Your Say

This section exists for those who aren't a part of the Christian community to say what's on their mind.

You may find stories of struggles with Christians; you may hear about stories of forgiveness and reconciliation; you might even find positive feedback about this site.

If you're interested in contributing, please submit your story here.

Your Stories

Wow. I came to this website with apprehension. Is this a trick? Am I going to be insulted, threatened with damnation, made fun of? Told I have to believe, or else!? I started getting teary eyed around the fourth apology and was crying by the end. Your apologies are brave, and I forgive you.

I apologize for all the times I feared you when you revealed yourself to be a Christian. I apologize for all the times I rejected your thoughts and opinions just because you are a Christian. I apologize for all the times my beliefs in universal unity wavered. I apologize for all the times my patience gave out.

I think we have a lot more to offer one another and a lot more to gain from coming together then we have by staying separated and pulling apart. Hopefully one day we will all come together under the umbrella of love.

--Jennifer

I am not Christian. I am sorry that I rolled my eyes when I saw the name of this site. I am sorry that I judged every Christian on the planet to be the same.

--Anonymous

I am a "recovering" Catholic living in a mid-sized city in the Bible Belt. I'm also a published writer, and I make no bones about my atheism in my writing. My children are both beautiful, smart, funny, kind-hearted kids, but they have very few friends. My husband heard recently from the rumor-mill at work that some of the ladies on our block have said that they don't let their kids play with mine because we don't go to church. I don't mind so much that we don't get invitations to the neighborhood get-togethers. We'd rather stay home, anyway; we enjoy each others' company. But it upsets me greatly that my children are having a lonely childhood because my neighbors are intolerant of religious difference. It hardly seems Christ-like to punish them for our beliefs.

--Wendy

I read through the apologies on this site and unexpectedly started crying my eyes out. I was raised in the church and left a long time ago. There are too many stories to even begin to share here. It amazes me that something that is supposedly all about love and grace can cause so very much wrenching pain and damage....can't even begin to say...

--Anonymous

I have to say that I came here with doubts. But I can leave saying that this is a wonderful website. I used to be Christian, but have since left because of what I felt was intolerance, hatred, and the unwillingness to listen to others who were different in any way. I still feel that there are many Christians out there who are like this, but more and more everyday I meet many who aren't. I feel like they are also getting the crappy end of the stick because the intolerant Christians are shutting them out.

• [Required work]
**1)** Please translate this sentence from the Your Say page into Spanish: "I am sorry that I judged every Christian on the planet to be the same."
**2)** Go on with the Your Say page, starting right after its last sentence.

• [Information supplied]
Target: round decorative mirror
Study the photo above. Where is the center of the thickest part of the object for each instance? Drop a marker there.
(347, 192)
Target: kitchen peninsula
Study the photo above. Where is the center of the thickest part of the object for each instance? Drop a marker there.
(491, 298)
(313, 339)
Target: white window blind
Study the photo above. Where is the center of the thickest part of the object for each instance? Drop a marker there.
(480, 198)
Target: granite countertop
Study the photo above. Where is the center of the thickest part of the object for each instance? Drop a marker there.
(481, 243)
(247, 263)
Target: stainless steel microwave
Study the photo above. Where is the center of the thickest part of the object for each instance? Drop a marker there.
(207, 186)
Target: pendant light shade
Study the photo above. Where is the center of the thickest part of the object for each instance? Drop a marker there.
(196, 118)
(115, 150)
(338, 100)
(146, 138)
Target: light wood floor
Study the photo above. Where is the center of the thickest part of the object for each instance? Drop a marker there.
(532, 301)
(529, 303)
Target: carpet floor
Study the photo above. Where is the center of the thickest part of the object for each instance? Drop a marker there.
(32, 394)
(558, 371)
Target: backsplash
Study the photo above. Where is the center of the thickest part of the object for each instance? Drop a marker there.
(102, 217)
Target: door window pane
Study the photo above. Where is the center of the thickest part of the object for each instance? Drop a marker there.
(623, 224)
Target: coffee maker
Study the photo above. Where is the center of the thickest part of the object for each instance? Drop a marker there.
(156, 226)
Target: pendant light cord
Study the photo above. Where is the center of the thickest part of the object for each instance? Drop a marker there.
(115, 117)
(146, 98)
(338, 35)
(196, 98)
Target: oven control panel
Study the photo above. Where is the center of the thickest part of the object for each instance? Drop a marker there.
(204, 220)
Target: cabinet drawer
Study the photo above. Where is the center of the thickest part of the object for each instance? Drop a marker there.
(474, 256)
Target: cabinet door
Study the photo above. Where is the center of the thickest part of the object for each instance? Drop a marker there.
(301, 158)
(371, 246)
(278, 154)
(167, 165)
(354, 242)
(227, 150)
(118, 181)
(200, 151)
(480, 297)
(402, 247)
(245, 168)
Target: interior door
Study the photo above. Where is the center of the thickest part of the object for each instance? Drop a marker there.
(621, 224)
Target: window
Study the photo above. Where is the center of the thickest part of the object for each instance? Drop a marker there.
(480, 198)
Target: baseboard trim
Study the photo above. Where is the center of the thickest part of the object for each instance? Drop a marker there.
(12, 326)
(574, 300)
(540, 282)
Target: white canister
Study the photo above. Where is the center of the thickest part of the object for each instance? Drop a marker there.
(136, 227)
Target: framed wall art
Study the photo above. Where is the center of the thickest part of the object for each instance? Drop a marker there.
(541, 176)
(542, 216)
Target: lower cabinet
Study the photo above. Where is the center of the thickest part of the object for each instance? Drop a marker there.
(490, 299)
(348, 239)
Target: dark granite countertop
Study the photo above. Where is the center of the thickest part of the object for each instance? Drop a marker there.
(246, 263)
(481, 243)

• [Replies]
**1)** Lamento haber juzgado a todos los cristianos del planeta como si fueran iguales.

**2)**
But this is an apology website. I do apologize for hating Christians when I was younger. I can't hate an entire group for the failings of a few. I do apologize for laughing at Christians. It was just as bad as some laughing at me.

I think with age comes maturity and I realize now that I can't hate people at all. I can dislike, that's something you can't help, but I can no longer hate people. I wish that people of any religion could understand that. It's ok to disagree, but hatred just pulls everyone down.

--Lex

I am glad to see so many people who can recognise how Christians sometimes portray themselves to those who are not Christian. I believe those that seek to walk in the footsteps of Christ, do not seek anything more than to improve themselves and to demonstrate by example. I am not a Christian, but I walk in the footsteps of Christ daily. I seek to lead by example, and to encourage personal growth in others. The results of this are the same whether you are Christian, Buddhist, Sikh, or indeed, as is the case with me, Pagan. Christianity is a language of good people, but it is only one of many languages that we speak as humans.

--Peter

I was raised a Christian. I had no bad experiences during the time I was one. I have no horror stories to tell, no sordid tales of abuse. All that happened was that, as I got older, I realized it just really wasn't my path. It's that simple. I guess another way to say it is simply that my mind understands Deity in a different way.

I left the Church when I was 18 years old, though I had stopped being a Christian by the time I was about 11 or 12. Truly, for a large part of my childhood, I was agnostic: I believed in God, but I did not have a definition or a clear way to relate.

I found my current path and converted when I was 19 years old. I self-dedicated when I was 21, and I have never looked back, been happier, nor been more at peace, spiritually, than I have been on my current path.

My advice to Christians is to please beware of the extremists within your ranks, for if you look at them closely, they do not truly demonstrate Christ-like qualities. These people are wolves in sheep's clothing, and their ugly behavior is destroying your movement. I say these things, because even though the path was not my path, I respect its teachings.

--Jennifer

When I saw the URL on a pagan board I had to see what Christians were confessing. Your site brought tears to my eyes. When I applied for my job I made a solemn vow to be 'out of the broom closet', as we say, if I was hired. I was. I don't talk about being a pagan unless someone asks and never try to convert anyone - but I have had such a hard time. I wish more Christians were as loving and tolerant as those on this board. I have always loved Jesus, and He's been a part of my pantheon from the beginning. It's encouraging to hear those who live as Christ wanted us to do. To be like him and love each other. Keep up the good work. It means a lot to the rest of us.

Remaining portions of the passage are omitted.